(WHAT YOU ARE ASKED TO DO)
In the essay on Fort Jefferson's most famous prisoner, which president pardoned Dr. Samuel A. Mudd, and in what year? Please answer in one sentence.

Take Two and Lovely Cruise (with Eli and Skipper aboard) spent a week at Dry Tortugas National Park, anchored near Fort Jefferson, a Civil War-Era Brick fort about 70 miles west of Key West. It was used as a prison, and this is an essay about its most famous prisoner.
On April 14, 1865, during a play at Ford’s Theatre, John Wilkes Booth shot President Lincon in the head. Did anyone conspire with Booth in the assassination plot? Perhaps we will never know for sure, but he certainly had help afterward. After firing his gun, Booth jumped off the balcony and broke his leg. He got away and ran to the house of Dr. Samuel A. Mudd, who set his leg and let him rest. Booth snuck away in the early hours of the morning with his friend David Herald but when federal agents searched for Booth at Mudd’s house, he said he did not know who or where Booth was, though it has been established that the two men knew each other from previous meetings. When they found Booth and Herald in a barn at Garret’s farm, Herald surrendered but Booth resisted arrest, so they set fire to the barn and later shot Booth, killing him and destroying any chance of finding out his secrets.
Back in Washington D.C., eight conspirators, people who knew Booth or had helped him in some way, were questioned and tried in a military court. They were all found guilty and four were hanged, including the first woman ever to be executed in the United States. Four were sent to prison and one escaped. Dr. Mudd was given a life sentence to be carried out at Fort Jefferson on Garden Key in the Dry Tortugas. Mudd ended up only serving four years because he was pardoned by President Andrew Johnson in 1869, after heroically treating patients during a severe yellow fever outbreak at the fort. When visiting Dry Tortugas National Park, you can still see the cell of Samuel A. Mudd, the famous doctor who set the leg of the man who killed the 16th president of the United States of America.

(SOURCE MATERIAL)
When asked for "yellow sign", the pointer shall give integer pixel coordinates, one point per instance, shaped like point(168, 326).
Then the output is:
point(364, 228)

(EXERCISE OUTPUT)
President Andrew Johnson pardoned Dr. Samuel A. Mudd in 1869.